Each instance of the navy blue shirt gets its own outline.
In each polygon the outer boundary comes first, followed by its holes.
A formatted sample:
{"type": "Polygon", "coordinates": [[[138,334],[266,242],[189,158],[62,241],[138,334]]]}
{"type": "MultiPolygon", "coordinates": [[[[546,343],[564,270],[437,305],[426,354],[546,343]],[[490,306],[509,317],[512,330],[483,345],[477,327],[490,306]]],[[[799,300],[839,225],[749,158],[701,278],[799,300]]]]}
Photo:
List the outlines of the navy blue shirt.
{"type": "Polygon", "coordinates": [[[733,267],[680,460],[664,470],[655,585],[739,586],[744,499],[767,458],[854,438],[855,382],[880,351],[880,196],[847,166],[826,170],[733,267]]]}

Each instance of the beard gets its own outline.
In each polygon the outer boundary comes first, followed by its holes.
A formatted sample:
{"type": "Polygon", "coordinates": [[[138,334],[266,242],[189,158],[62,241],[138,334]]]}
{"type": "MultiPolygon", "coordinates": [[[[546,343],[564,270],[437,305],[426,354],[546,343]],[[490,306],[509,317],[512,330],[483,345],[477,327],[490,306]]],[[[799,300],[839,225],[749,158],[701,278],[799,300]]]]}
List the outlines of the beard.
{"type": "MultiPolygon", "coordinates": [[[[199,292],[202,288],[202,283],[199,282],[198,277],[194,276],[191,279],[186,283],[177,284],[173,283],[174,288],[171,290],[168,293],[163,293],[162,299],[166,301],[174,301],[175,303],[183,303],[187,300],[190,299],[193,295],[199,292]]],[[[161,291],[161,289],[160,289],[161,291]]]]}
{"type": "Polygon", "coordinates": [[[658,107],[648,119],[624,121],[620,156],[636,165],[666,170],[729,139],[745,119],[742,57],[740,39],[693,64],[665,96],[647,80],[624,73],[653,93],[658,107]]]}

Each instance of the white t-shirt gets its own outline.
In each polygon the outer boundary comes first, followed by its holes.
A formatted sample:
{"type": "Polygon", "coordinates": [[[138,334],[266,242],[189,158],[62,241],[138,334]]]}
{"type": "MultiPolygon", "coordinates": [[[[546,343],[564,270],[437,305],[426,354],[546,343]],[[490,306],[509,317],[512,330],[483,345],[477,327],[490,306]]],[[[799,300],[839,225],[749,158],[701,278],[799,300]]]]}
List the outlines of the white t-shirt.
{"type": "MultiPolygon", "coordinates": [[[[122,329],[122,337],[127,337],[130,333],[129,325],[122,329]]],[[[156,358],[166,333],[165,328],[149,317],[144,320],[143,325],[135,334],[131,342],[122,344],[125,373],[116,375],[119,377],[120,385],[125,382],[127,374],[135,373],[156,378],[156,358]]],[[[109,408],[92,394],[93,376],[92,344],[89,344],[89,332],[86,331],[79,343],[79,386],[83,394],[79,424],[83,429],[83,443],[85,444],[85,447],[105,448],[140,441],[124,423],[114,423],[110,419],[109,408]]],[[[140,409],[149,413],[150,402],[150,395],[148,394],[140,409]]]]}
________________________________________
What you should do: Copy out every one of the lines above word for word, with no changes.

Solution to this exercise:
Each instance of the navy blue shirt gets its own outline.
In each polygon the outer boundary comes first, followed by its holes.
A formatted sample:
{"type": "Polygon", "coordinates": [[[138,334],[266,242],[189,158],[62,241],[138,334]]]}
{"type": "MultiPolygon", "coordinates": [[[[546,343],[564,270],[437,305],[426,354],[546,343]],[[490,306],[509,317],[512,330],[483,345],[477,327],[490,306]]],[[[799,300],[839,225],[749,158],[701,278],[799,300]]]]}
Photo:
List the outlines of the navy blue shirt.
{"type": "Polygon", "coordinates": [[[733,267],[680,460],[664,470],[655,585],[739,586],[744,499],[767,458],[854,438],[855,382],[880,351],[880,196],[847,166],[826,170],[733,267]]]}

Each instance of the beard gets its own outline.
In each polygon the outer boundary comes first, followed by its holes.
A formatted sample:
{"type": "Polygon", "coordinates": [[[138,334],[266,242],[189,158],[62,241],[138,334]]]}
{"type": "MultiPolygon", "coordinates": [[[[546,343],[564,270],[437,305],[426,354],[546,343]],[[490,306],[509,317],[512,330],[483,345],[477,327],[490,306]]],[[[799,300],[839,225],[749,158],[701,278],[799,300]]]]}
List the outlines of the beard.
{"type": "MultiPolygon", "coordinates": [[[[199,292],[202,288],[202,283],[199,282],[198,277],[194,276],[191,279],[186,283],[177,284],[173,283],[174,288],[171,290],[168,293],[163,293],[162,299],[166,301],[174,301],[175,303],[183,303],[187,300],[190,299],[193,295],[199,292]]],[[[161,291],[161,289],[160,289],[161,291]]]]}
{"type": "Polygon", "coordinates": [[[658,107],[648,119],[624,121],[620,156],[636,165],[666,170],[729,139],[745,119],[742,57],[740,39],[693,64],[665,96],[647,80],[624,73],[653,93],[658,107]]]}

Each instance of the white t-shirt gets its own outline.
In each polygon the outer boundary comes first, followed by its holes.
A formatted sample:
{"type": "Polygon", "coordinates": [[[138,334],[266,242],[189,158],[62,241],[138,334]]]}
{"type": "MultiPolygon", "coordinates": [[[[546,343],[564,270],[437,305],[426,354],[546,343]],[[490,306],[509,317],[512,330],[483,345],[477,327],[490,306]]],[[[799,300],[839,225],[749,158],[701,278],[799,300]]]]}
List the outlines of the white t-shirt.
{"type": "MultiPolygon", "coordinates": [[[[122,329],[122,337],[127,337],[130,333],[129,325],[122,329]]],[[[156,358],[166,333],[165,328],[149,317],[144,320],[143,325],[135,334],[131,342],[122,344],[125,373],[116,375],[119,377],[120,385],[125,382],[127,374],[135,373],[156,378],[156,358]]],[[[109,408],[92,394],[93,376],[92,344],[89,344],[89,332],[86,331],[79,343],[79,386],[83,394],[79,424],[83,429],[83,443],[85,444],[85,447],[105,448],[140,441],[124,423],[114,423],[110,419],[109,408]]],[[[140,409],[149,413],[150,402],[150,395],[148,394],[140,409]]]]}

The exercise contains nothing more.